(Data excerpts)

'''

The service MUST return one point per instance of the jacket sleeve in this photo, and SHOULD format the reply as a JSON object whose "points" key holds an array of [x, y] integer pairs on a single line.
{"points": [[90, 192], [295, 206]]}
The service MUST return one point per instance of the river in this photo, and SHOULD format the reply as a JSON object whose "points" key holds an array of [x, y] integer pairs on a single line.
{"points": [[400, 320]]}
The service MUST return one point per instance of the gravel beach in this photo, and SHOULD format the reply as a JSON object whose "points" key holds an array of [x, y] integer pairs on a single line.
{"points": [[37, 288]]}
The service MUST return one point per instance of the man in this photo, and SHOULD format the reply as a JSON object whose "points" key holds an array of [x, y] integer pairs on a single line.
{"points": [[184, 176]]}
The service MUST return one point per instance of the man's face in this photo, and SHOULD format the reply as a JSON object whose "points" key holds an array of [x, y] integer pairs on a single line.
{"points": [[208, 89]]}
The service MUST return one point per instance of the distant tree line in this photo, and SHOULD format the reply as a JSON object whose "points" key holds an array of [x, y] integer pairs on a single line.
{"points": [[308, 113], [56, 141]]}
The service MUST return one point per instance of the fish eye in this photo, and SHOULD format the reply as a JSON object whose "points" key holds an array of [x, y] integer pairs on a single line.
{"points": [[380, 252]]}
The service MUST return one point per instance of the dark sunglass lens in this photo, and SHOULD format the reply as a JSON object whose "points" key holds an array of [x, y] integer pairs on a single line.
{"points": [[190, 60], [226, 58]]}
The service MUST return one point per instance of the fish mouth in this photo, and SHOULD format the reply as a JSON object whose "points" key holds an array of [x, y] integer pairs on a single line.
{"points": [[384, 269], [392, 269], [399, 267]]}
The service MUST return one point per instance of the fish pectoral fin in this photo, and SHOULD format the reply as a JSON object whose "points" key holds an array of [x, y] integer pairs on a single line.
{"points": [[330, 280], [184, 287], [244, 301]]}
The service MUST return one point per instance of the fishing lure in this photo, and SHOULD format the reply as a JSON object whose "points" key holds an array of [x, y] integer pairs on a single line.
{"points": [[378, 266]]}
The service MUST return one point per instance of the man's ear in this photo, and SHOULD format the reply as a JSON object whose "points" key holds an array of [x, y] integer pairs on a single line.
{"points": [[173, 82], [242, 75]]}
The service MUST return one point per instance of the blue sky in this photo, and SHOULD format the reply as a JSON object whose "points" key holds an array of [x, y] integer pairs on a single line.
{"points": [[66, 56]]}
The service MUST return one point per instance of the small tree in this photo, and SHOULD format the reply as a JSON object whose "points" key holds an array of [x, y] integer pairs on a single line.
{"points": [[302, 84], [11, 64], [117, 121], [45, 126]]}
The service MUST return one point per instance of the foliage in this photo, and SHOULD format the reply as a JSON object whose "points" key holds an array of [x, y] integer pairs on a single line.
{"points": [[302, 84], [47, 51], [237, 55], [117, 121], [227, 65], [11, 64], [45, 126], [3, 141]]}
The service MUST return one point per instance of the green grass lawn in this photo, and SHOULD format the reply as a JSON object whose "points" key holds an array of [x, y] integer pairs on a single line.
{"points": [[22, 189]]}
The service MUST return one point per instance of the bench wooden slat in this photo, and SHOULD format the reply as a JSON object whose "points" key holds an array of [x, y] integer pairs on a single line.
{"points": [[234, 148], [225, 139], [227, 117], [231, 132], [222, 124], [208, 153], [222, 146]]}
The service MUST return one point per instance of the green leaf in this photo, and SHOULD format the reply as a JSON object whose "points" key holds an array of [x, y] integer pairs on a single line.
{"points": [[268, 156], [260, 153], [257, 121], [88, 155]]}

'''

» **Work request**: Word-for-word copies of all the records are required.

» **Solution to the problem**:
The service MUST return one point per instance of the jacket sleeve in this photo, and SHOULD format the reply as a JSON object whose "points" key holds an array of [x, y] integer pairs on a single line.
{"points": [[90, 192], [295, 206]]}
The service MUST return one point per instance of the river in this photo, and SHOULD format the reply as a JSON object whose "points" key holds an array of [x, y] integer pairs on a single line.
{"points": [[400, 320]]}
The service MUST return one point per instance of the gravel beach in this photo, and SHOULD format the reply as a JSON object whose "points" key holds an array of [x, y] integer pairs on a single line.
{"points": [[37, 288]]}
The service MUST return one point per instance of the man in this photo, and SHOULD format the reply as a JSON object whose "points" key holds an array of [x, y] integer pairs on a single line.
{"points": [[184, 176]]}
The service MUST return one point per instance of the man's face in this photo, and SHOULD format the reply as a JSON object whose "points" key holds an array of [x, y] integer pairs on a single line.
{"points": [[208, 89]]}
The service MUST return one point per instance of the distant tree line in this photo, and SHOULD format the reply as a JSON object whose "points" key holds an array of [x, y] integer pairs on a single line.
{"points": [[308, 113], [56, 141]]}
The service MUST return one point per instance of the fish eye in this photo, and SHOULD format the reply as a JSON object whose "points" key holds an array of [x, y] integer pairs on a single line.
{"points": [[380, 252]]}
The service MUST return one point per instance of the dark sunglass lens in this photo, and SHOULD format the reply as a JSON object whose "points" key holds an array of [x, y] integer pairs on a single line.
{"points": [[190, 60], [226, 58]]}
The service MUST return one point per instance of the fish mouth in this photo, and SHOULD format the reply as a JSON object whose "points" key holds an array of [x, y] integer pairs on a single line.
{"points": [[384, 269], [392, 269], [399, 267]]}
The service MUST return one point per instance of the fish pectoral fin in this photo, and SHOULD format the reply as a JSON object whose "points" key holds an array of [x, y] integer pairs on a single line.
{"points": [[330, 280], [184, 287], [244, 301]]}
The service MUST return one point per instance of the fishing lure in this photo, and SHOULD format the reply as a JSON object whose "points" key holds an array of [x, y] integer pairs on a single line.
{"points": [[378, 266]]}
The service MUST return one point per instance of the man's ear in this photo, and SHOULD format the reply as a JSON object whose "points" key holds an array of [x, y] integer pairs on a single line.
{"points": [[173, 82], [242, 75]]}
The service MUST return one point per instance of the blue sky in this photo, and SHOULD format the reply as a JSON object whose "points" key holds an array of [x, y] integer pairs on a single line.
{"points": [[66, 56]]}
The service MUST return one point per instance of the small tree in this photo, and SHOULD format the reply as a JSON object whose "points" key holds an array of [x, y] integer pairs on a single line.
{"points": [[302, 84], [11, 64], [117, 121], [45, 126]]}
The service MUST return one point per instance of the foliage in this photo, and SHOULD format the reply as a JSON object whose "points" key holds an array of [x, y] integer pairs on a single line.
{"points": [[302, 84], [47, 51], [237, 55], [117, 121], [227, 65], [11, 64], [45, 126], [3, 141]]}
The service MUST return one point per instance of the green grass lawn in this photo, and SHOULD format the reply as a JSON object whose "points" key holds an array of [x, y] integer pairs on a single line.
{"points": [[22, 189]]}
The service MUST return one point per instance of the bench wooden slat in this photo, and SHOULD format the reply as a JSON object whose "points" key holds an array of [x, y] integer pairs on a single line.
{"points": [[234, 148], [225, 139], [227, 117], [231, 132], [222, 124], [208, 153], [222, 146]]}
The service MUST return one point per instance of the green leaf in this photo, and SHOULD format the reply as a JSON object whose "points" key holds an array of [x, y] integer pairs on a single line.
{"points": [[268, 156], [260, 153], [257, 121], [88, 155]]}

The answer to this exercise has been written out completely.